Witnesses say the 25-year-old woman fell down along the trail and refused help.

SNOHOMISH COUNTY, Wash A 25-year-old woman has been found dead near Wallace Falls in Snohomish County. Police suspect psychedelic mushrooms played a part.

Leigh Kuppler was out for a hike at the falls with her partner last Friday when they ran into a pair of young women.

At one point, she was standing there, and she fell straight back onto the ground, hitting her head on the rocks," said Kuppler.

According to Kuppler, the women appeared intoxicated but not drunk. One of the women had torn clothing and dirt on her face.

She hugged us and said, 'I hope you enjoy this trail, said Kuppler. "Then she hugged her friend. After that, she took a couple steps back and was standing looking at us, and she fell straight back hitting her head again."

Kuppler tried to help the hikers, but they refused.

Her friend was just saying that everything was fine and to leave them alone," said Kuppler.

Concerned for their safety, Kuppler called 911.

The last words I exchanged with her were, good luck, I hope everything is OK," said Kuppler.

The next morning, a search and rescue crew found 25-year-old Alisonstar Molaf of New Jersey dead near the Wallace River.

The Snohomish County Sheriff's Office said both women were "under the influence of mushrooms."

It really sits heavy with me knowing I was the last one to see her alive, and it just happened so quickly," said Kuppler.

The trail to Wallace Falls can be dangerous because there are cliffs along the way.
==========
Work instructions =
In the news report about Wallace Falls, who found the 25-year-old woman dead, and when?
==========
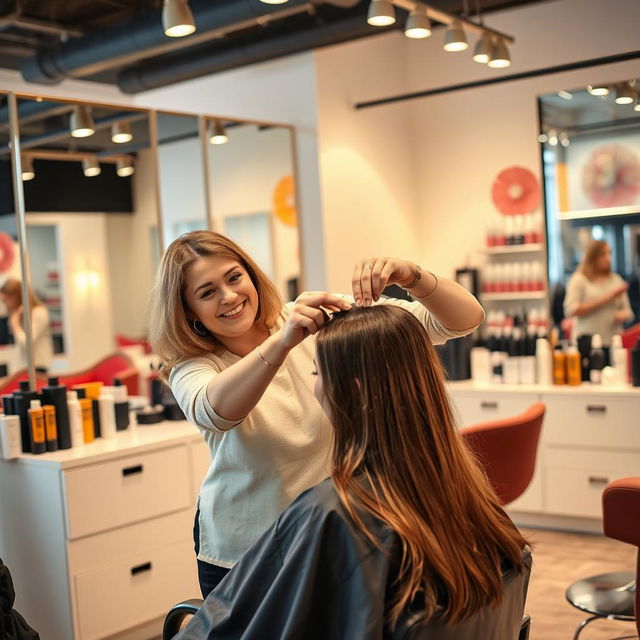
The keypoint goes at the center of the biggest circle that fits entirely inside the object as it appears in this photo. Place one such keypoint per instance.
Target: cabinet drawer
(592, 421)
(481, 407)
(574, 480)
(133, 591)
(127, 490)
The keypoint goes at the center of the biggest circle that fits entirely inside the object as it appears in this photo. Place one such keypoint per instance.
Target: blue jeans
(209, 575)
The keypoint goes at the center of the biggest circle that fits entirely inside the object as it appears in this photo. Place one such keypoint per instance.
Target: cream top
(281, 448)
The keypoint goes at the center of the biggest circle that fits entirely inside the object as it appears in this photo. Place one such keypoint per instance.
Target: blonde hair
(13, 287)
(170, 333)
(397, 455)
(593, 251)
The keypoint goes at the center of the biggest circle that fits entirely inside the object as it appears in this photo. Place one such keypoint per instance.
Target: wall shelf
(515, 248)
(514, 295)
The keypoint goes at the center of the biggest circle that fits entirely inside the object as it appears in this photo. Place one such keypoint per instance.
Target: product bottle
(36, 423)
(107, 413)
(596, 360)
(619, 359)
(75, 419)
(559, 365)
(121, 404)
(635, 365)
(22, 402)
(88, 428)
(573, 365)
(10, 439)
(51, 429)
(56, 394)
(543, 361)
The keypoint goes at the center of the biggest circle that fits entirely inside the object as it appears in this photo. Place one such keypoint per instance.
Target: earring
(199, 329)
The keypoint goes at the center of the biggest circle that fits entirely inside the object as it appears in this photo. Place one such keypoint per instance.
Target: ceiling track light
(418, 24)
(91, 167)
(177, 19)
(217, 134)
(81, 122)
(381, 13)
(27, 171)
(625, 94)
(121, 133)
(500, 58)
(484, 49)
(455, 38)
==========
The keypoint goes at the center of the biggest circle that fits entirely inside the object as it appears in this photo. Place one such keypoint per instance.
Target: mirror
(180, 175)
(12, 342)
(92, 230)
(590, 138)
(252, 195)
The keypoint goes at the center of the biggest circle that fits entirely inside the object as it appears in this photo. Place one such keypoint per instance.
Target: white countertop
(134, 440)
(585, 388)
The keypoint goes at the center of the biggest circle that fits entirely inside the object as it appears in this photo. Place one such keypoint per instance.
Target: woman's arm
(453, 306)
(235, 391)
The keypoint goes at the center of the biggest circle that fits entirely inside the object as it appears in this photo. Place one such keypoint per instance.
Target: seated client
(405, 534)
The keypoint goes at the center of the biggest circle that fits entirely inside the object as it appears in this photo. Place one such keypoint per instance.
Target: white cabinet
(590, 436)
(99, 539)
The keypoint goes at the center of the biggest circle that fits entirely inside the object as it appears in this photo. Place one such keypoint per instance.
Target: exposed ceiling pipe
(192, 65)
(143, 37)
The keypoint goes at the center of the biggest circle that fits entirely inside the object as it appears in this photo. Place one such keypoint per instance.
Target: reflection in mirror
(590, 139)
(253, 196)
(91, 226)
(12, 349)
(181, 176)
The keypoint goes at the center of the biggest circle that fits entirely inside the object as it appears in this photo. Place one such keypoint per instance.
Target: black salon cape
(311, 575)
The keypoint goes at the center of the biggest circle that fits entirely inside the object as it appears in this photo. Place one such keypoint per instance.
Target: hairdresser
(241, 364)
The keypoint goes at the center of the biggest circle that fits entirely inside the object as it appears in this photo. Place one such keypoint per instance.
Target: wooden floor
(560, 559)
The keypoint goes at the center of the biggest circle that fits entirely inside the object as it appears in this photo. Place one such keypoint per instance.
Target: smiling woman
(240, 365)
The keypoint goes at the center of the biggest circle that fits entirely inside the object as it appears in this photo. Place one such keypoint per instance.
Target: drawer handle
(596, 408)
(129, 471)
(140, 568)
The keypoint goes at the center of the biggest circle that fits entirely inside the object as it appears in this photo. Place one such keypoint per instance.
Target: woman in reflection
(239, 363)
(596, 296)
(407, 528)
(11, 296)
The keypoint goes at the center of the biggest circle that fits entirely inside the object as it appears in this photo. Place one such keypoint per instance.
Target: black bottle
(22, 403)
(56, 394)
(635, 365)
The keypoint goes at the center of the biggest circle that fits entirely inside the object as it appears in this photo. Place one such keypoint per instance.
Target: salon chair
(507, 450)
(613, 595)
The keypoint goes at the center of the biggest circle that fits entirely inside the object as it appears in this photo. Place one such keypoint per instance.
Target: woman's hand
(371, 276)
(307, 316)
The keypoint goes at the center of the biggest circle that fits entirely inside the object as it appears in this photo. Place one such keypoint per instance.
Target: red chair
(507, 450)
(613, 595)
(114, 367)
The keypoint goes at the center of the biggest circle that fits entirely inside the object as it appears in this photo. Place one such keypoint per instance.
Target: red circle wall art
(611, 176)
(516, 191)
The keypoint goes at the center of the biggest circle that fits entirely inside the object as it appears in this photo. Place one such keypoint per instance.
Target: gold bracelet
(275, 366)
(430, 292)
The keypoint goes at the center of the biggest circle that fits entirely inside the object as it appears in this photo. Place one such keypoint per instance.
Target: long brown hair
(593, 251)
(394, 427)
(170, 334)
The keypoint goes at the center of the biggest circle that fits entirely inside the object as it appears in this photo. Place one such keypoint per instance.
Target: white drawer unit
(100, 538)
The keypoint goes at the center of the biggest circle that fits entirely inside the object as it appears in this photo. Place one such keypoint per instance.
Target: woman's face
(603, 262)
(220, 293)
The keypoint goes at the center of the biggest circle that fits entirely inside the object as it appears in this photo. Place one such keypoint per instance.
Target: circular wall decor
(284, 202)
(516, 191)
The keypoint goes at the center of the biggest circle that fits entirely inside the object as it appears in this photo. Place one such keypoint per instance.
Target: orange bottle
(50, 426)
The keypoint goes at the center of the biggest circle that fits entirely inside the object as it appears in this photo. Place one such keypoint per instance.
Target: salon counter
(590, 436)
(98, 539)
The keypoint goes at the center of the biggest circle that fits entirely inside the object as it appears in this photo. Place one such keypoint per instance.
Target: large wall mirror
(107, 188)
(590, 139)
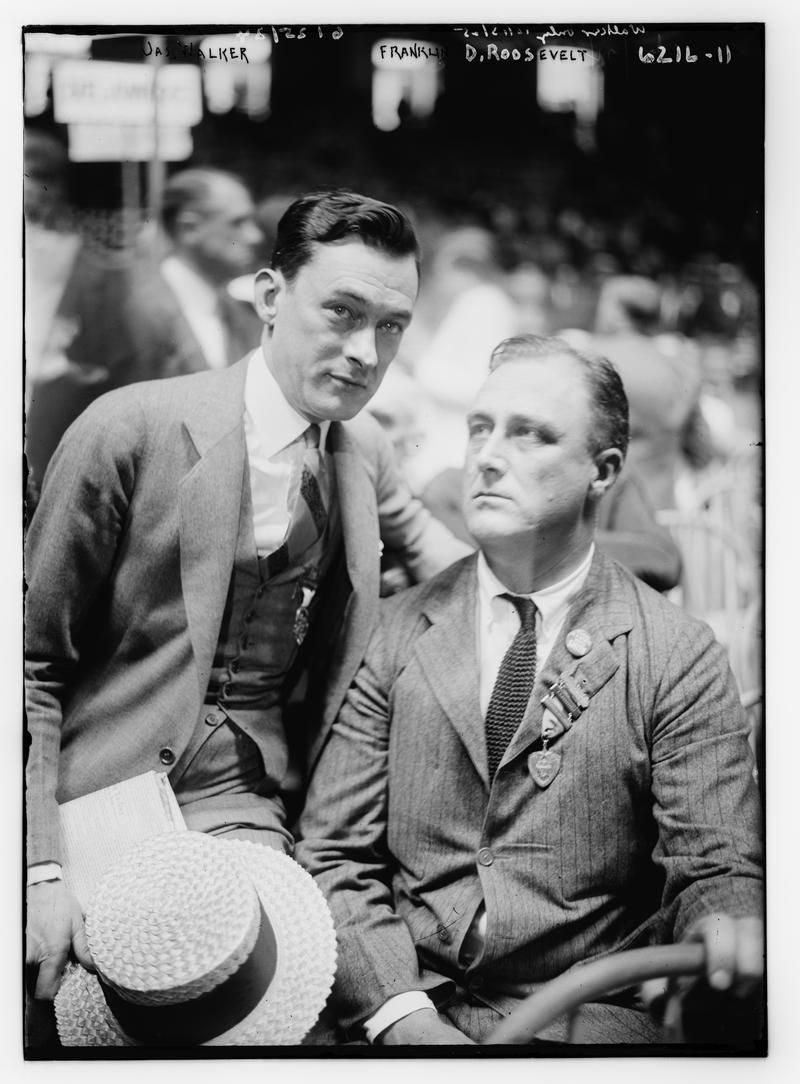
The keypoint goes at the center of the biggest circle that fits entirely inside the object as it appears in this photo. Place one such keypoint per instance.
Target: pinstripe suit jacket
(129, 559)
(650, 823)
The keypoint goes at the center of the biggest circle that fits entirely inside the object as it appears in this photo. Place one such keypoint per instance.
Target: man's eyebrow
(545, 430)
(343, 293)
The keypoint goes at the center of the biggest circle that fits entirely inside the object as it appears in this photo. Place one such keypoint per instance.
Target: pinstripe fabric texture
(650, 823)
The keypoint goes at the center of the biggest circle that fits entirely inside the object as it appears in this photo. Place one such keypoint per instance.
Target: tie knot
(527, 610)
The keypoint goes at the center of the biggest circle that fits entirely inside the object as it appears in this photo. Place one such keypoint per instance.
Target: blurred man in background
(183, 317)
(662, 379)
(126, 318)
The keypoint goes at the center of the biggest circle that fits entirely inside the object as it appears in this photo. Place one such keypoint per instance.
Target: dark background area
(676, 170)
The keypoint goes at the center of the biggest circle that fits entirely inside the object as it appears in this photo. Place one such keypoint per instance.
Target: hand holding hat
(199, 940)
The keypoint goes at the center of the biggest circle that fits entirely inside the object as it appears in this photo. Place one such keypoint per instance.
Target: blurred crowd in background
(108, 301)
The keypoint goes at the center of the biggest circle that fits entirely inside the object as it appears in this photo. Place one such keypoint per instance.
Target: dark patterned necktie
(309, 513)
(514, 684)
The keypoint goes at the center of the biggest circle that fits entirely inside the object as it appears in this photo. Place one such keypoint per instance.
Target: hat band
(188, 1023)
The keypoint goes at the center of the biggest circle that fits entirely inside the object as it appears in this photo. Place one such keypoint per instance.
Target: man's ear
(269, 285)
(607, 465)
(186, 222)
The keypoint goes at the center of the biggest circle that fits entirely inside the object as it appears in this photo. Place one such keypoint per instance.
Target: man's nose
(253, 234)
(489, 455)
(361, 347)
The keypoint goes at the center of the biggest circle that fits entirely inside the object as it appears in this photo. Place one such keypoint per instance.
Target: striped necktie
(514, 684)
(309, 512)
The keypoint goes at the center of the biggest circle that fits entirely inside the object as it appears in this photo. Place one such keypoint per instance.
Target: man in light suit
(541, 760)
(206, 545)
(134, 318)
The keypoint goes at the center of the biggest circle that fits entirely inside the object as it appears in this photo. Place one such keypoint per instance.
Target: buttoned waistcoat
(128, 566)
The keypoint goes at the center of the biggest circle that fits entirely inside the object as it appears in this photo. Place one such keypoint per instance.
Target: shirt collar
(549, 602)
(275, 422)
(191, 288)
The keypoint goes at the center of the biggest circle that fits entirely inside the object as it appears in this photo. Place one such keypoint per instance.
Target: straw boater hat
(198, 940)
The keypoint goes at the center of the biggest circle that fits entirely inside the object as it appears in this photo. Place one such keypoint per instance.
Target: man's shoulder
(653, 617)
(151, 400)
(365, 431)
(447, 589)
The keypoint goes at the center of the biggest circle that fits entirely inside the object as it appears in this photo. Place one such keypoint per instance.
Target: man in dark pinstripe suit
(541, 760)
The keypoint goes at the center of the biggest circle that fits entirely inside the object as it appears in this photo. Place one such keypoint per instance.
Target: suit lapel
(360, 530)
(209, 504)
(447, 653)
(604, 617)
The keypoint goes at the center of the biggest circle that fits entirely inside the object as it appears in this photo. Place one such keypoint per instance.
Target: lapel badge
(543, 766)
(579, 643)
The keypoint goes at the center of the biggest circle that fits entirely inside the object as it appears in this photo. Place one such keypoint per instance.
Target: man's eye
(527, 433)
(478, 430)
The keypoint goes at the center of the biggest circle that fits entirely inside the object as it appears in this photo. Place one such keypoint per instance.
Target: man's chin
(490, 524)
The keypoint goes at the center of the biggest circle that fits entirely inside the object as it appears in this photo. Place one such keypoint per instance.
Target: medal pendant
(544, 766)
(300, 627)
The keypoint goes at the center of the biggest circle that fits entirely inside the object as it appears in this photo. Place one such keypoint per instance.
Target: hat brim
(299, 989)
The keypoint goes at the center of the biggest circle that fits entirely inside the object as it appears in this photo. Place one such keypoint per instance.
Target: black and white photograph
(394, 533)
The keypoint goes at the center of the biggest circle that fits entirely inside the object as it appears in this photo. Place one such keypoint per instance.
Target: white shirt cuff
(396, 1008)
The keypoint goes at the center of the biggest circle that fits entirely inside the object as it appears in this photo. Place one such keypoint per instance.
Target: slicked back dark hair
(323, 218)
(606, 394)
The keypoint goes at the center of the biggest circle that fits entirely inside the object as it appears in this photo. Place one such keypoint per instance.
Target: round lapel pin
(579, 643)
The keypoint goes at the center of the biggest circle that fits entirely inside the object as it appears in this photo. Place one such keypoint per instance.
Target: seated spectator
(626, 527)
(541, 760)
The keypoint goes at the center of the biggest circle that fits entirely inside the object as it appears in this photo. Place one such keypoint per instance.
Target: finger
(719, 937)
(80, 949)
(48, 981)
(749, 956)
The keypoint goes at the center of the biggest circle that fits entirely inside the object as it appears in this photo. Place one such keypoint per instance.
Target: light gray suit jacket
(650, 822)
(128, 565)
==========
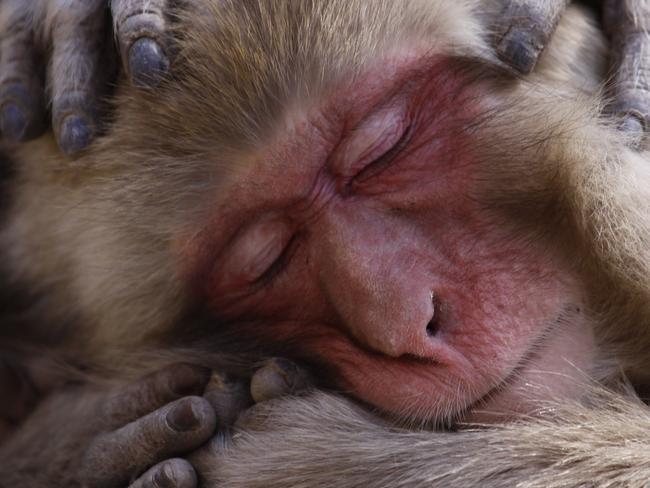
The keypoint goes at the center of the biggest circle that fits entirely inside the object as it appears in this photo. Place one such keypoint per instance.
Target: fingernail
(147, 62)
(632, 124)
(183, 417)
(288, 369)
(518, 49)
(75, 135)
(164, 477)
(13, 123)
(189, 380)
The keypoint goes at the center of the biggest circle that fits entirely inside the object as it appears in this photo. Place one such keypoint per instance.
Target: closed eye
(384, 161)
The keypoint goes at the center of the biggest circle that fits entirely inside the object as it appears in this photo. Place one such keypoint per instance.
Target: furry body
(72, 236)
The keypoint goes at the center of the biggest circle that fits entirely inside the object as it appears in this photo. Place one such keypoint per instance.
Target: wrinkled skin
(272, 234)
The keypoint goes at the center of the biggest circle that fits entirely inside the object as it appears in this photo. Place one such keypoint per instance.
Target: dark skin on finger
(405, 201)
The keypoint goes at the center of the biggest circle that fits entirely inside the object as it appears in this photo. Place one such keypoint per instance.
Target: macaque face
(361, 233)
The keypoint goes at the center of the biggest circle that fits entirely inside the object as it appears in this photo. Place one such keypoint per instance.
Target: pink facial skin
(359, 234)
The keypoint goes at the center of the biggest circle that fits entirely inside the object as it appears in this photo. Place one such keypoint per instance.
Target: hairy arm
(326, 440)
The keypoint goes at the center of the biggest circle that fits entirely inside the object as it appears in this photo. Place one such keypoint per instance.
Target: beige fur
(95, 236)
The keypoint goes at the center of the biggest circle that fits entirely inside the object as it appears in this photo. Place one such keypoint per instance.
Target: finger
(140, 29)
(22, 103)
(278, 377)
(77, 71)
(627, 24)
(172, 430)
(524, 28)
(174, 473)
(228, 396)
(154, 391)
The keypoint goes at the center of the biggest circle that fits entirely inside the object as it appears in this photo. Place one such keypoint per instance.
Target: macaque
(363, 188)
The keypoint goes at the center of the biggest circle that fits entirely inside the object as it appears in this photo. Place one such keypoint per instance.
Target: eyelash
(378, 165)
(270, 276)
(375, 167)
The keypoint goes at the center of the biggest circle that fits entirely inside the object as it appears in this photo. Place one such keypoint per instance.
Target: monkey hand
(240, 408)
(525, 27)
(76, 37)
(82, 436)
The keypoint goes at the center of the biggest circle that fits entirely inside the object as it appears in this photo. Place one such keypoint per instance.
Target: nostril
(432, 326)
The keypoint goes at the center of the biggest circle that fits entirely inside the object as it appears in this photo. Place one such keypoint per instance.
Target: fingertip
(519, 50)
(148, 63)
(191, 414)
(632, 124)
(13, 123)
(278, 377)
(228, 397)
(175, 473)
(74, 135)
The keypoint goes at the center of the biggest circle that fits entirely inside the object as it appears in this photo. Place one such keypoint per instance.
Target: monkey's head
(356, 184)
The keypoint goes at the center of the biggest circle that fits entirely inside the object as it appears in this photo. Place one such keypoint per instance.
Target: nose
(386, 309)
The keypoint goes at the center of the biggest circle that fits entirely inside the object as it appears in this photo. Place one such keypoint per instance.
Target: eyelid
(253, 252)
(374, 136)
==========
Finished exercise =
A search and rescue crew found her the next morning.